◆ **Problem requirements**
When you reach the line with "In this photo, where can the hillside" in the data below, begin printing lines exactly, and stop once the line with "Target: farm field" has been printed.

Start of Source information

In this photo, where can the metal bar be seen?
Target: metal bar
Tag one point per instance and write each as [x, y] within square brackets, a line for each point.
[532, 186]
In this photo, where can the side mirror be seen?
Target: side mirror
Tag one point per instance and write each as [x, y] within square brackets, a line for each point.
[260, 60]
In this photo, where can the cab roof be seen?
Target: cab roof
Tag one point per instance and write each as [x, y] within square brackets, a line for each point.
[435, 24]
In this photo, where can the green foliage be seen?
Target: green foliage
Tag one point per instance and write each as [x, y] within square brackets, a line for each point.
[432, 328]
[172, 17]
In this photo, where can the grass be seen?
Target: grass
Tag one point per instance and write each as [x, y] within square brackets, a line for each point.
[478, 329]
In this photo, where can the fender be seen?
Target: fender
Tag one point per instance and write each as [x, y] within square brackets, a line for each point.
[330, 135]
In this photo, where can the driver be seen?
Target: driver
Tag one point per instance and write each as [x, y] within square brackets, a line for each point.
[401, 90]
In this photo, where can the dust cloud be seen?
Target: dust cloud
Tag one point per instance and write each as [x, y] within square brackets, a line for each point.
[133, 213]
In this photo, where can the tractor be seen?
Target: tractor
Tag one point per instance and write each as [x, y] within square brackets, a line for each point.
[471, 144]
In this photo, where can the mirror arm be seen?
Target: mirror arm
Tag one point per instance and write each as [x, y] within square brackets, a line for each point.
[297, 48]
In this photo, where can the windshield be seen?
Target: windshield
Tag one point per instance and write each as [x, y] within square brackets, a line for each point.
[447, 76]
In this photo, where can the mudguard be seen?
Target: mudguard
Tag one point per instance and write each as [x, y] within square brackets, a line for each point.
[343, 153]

End of Source information
Start of Source information

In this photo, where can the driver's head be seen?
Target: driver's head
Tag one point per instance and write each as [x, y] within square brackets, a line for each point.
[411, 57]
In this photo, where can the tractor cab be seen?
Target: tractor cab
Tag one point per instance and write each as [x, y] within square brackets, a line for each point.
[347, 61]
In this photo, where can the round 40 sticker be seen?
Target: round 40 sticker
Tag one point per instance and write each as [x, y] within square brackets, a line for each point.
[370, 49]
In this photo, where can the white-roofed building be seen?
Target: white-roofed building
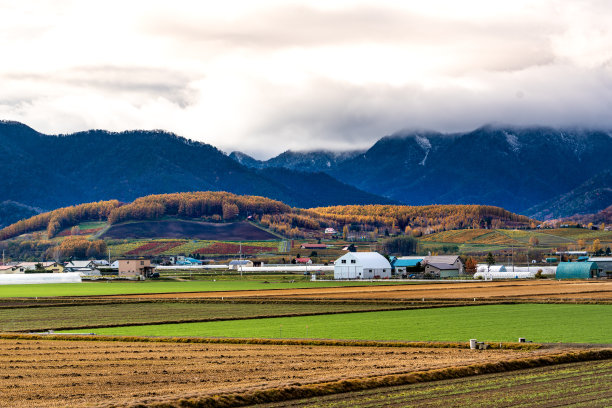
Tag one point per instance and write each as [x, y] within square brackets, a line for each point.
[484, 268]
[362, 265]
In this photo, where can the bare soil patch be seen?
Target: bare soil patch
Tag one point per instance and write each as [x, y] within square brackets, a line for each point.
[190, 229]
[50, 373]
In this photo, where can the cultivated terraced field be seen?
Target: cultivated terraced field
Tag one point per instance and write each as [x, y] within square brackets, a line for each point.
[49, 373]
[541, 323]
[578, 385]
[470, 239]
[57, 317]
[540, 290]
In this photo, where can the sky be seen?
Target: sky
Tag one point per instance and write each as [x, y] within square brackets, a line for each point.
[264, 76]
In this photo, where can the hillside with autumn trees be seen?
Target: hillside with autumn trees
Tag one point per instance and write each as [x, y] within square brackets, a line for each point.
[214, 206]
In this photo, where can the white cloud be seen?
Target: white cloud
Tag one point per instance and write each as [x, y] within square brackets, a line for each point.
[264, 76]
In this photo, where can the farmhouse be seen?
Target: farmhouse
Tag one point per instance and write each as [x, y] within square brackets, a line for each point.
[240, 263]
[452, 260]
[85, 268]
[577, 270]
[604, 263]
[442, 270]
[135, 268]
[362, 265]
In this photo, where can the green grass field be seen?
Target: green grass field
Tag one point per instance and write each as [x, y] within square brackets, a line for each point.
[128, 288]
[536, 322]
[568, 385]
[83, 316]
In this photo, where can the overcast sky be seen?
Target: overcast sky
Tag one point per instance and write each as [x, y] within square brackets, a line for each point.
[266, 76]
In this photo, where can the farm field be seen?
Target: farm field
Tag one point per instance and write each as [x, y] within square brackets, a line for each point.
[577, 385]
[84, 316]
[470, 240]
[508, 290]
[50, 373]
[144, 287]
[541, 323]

End of Source information
Start of Source information

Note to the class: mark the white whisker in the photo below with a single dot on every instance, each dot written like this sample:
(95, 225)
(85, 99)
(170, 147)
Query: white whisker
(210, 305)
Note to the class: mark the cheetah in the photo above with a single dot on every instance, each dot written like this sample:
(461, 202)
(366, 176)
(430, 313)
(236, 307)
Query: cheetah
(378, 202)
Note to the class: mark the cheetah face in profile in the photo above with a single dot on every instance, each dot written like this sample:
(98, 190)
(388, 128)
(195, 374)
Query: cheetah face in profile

End of Source information

◆ **Completed exercise**
In this photo, where can the hillside with autumn trees be seen?
Target: hillside with autumn trees
Tag one point per instance and write each as [x, y] within square brackets, a line for each point.
[214, 206]
In this photo, where can the white cloud be seen?
Target: white cloud
Tag one point per instance and write each as [x, y] within square brackets, a line for each point.
[264, 76]
In this photo, where can the farmhouse be seen?
Target: farmhouse
Tag one point per instance and write each as [x, y] within square brackets, a line for each point.
[240, 263]
[452, 260]
[85, 268]
[577, 270]
[604, 263]
[442, 270]
[135, 268]
[362, 265]
In this photo, where can the green grass field be seen?
Target: green grass field
Tag one point per instance and write each as [x, y] within square brackets, a line for each point.
[128, 288]
[536, 322]
[568, 385]
[83, 316]
In this photo, where can the overcast sky be seen?
Target: overcast sky
Tag one point per instance and write each as [x, y] within square brackets, a line for each point.
[266, 76]
In this photo, where can the farm field be seen?
Target: farm field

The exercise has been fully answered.